● Set exercise
Copy the lines below word for word, beginning with the line containing "If the tower" and ending after the line containing "[304,12,346,52]".

[Stored data]
- - - - - - -
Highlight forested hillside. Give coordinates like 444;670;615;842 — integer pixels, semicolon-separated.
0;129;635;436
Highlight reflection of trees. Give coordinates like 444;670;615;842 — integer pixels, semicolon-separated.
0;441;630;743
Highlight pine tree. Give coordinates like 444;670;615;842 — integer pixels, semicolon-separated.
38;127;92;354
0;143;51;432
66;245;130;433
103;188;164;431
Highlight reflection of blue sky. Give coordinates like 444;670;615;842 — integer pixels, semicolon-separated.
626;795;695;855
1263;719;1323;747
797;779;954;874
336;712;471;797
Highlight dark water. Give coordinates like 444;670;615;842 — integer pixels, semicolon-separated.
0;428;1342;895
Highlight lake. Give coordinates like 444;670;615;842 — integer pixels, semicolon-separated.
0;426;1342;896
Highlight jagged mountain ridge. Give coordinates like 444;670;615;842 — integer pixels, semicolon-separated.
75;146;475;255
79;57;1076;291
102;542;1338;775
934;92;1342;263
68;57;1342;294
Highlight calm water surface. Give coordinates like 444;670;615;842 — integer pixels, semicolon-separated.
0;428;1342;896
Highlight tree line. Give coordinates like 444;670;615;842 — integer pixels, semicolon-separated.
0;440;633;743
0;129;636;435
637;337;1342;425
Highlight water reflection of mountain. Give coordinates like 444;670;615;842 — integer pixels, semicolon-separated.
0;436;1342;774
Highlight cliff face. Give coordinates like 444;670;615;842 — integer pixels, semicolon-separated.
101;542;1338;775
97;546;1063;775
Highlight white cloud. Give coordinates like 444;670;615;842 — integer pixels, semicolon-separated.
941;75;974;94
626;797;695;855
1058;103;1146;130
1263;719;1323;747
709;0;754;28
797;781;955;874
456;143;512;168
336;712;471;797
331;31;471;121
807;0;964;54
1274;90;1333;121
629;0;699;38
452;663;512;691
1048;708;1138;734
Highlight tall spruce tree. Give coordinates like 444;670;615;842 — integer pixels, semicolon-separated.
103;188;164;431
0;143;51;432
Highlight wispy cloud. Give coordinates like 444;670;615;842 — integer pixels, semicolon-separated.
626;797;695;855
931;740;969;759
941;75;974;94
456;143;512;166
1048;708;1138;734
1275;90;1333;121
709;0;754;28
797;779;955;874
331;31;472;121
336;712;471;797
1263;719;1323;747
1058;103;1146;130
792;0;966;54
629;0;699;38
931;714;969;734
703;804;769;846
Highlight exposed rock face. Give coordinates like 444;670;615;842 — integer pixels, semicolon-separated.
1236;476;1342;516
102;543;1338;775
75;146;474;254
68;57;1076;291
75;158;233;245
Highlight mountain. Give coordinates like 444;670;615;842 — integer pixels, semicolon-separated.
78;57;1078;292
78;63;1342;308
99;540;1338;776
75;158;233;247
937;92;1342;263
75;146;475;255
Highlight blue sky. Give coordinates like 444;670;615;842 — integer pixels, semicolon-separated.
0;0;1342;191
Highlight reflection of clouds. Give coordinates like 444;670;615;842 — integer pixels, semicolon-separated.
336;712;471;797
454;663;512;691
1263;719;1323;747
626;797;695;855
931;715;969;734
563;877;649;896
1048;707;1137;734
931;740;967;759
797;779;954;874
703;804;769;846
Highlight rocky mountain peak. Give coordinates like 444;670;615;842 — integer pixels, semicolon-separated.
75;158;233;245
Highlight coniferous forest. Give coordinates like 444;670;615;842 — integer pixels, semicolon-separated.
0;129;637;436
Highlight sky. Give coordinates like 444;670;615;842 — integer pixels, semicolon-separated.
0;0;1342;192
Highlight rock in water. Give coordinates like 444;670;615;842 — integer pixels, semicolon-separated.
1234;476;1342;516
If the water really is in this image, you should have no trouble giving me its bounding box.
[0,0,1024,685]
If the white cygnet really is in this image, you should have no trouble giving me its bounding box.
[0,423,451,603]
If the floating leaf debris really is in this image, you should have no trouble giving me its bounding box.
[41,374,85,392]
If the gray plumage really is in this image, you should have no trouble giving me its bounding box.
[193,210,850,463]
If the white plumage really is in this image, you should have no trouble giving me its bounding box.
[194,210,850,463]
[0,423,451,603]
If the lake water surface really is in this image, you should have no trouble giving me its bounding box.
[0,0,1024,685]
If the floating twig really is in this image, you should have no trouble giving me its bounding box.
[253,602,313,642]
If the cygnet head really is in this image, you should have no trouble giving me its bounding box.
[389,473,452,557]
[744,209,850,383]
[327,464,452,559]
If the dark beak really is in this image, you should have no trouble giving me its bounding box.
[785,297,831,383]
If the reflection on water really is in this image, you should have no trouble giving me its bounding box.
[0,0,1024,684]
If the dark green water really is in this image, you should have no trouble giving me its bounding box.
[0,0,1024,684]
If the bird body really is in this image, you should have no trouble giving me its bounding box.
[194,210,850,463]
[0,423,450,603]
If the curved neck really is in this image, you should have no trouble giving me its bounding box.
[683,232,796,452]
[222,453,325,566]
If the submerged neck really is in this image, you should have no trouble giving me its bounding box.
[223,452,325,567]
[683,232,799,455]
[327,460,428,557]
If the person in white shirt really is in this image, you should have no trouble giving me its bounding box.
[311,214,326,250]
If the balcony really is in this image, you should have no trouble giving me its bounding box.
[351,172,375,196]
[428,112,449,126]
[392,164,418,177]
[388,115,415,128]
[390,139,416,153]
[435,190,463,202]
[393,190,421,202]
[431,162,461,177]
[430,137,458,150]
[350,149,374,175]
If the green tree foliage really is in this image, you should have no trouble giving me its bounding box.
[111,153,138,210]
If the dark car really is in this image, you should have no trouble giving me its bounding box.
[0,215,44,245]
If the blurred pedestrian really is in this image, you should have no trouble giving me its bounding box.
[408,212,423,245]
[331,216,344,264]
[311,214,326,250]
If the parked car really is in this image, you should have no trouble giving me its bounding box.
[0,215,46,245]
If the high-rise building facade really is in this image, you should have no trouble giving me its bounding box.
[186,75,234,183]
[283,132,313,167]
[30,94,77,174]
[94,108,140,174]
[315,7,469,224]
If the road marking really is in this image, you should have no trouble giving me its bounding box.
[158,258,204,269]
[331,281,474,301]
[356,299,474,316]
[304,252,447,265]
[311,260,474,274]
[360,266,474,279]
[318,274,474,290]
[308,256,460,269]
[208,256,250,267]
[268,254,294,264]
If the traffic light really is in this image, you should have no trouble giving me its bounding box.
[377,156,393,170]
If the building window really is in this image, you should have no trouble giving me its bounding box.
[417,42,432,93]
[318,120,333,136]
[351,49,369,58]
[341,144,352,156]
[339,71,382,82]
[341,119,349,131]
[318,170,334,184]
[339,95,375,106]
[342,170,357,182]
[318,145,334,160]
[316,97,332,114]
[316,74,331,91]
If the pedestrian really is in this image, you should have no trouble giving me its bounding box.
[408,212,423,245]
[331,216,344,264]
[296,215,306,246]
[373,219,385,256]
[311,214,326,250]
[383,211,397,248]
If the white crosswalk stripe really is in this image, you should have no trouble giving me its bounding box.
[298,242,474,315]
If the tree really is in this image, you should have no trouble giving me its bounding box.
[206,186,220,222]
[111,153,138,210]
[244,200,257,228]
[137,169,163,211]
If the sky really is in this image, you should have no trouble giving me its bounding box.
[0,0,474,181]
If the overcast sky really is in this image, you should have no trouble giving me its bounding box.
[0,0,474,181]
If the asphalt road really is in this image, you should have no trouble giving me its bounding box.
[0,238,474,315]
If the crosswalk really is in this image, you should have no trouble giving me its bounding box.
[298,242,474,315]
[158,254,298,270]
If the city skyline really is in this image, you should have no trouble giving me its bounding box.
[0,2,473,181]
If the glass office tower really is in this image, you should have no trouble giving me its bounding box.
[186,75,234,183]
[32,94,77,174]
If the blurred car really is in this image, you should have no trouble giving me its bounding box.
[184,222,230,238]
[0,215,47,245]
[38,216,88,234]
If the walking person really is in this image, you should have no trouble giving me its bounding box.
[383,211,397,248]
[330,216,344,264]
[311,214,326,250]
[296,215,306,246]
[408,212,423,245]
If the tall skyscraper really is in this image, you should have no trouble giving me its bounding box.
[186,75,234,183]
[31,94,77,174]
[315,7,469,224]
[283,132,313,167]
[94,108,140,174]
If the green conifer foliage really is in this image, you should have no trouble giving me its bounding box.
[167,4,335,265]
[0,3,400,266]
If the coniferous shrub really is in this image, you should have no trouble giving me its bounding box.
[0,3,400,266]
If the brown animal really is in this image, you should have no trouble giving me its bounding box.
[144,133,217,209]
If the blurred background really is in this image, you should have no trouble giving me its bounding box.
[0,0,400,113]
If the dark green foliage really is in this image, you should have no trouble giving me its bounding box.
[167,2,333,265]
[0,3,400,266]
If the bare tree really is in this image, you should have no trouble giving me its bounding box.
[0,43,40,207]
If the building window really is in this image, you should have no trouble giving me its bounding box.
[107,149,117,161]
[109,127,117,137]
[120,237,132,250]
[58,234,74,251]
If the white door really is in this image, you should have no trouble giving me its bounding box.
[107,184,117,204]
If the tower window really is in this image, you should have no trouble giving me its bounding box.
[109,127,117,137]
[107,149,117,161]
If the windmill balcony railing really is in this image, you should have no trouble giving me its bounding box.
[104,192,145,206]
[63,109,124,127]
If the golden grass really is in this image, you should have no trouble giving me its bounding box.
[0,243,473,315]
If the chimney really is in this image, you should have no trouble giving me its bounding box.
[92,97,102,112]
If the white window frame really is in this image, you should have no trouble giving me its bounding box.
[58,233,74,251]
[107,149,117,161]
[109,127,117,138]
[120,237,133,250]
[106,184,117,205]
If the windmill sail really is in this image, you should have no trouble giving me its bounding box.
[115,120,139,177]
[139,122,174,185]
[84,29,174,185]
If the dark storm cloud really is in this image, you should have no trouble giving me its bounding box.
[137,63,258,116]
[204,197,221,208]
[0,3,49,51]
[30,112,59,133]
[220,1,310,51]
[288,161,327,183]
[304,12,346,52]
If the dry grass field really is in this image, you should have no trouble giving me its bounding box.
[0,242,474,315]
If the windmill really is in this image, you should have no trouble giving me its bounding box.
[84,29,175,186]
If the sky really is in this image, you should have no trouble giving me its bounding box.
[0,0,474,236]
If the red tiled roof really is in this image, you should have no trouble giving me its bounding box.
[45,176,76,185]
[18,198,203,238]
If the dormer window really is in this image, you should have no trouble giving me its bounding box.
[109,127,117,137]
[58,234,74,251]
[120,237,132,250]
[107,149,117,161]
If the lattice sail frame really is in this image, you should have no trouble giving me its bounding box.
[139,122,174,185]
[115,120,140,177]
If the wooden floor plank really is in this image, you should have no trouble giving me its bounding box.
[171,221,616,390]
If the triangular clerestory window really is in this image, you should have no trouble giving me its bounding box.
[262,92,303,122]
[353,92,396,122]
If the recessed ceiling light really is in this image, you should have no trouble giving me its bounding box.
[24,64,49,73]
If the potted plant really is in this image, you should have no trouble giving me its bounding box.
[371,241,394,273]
- - - - - - -
● Correct output
If the tower window really is in this image, you should have no trouble giving me its bounding box.
[109,127,117,137]
[107,149,117,161]
If the windmill balcony railing really is in this image, you should have no trouble giving me its bounding box.
[104,192,145,206]
[63,109,124,127]
If the golden grass really is in this image, you should have no trouble giving me its bounding box.
[0,243,473,315]
If the chimney really is in this image, you should have no trouble giving me its bounding box.
[92,97,102,112]
If the white window frame really is in this image, you should have no trouble giving me its bounding box.
[58,233,74,251]
[107,149,117,161]
[109,127,117,138]
[120,237,133,250]
[106,184,117,205]
If the windmill sail really is in this image, you should have no trouble giving me its bounding box.
[115,120,139,177]
[139,122,174,185]
[84,29,174,185]
If the dark storm cloud really is in this image, you should have no trouble giving me its bounding box.
[137,63,258,116]
[204,197,221,208]
[0,3,49,51]
[30,112,59,133]
[220,1,310,51]
[288,161,327,183]
[304,12,346,52]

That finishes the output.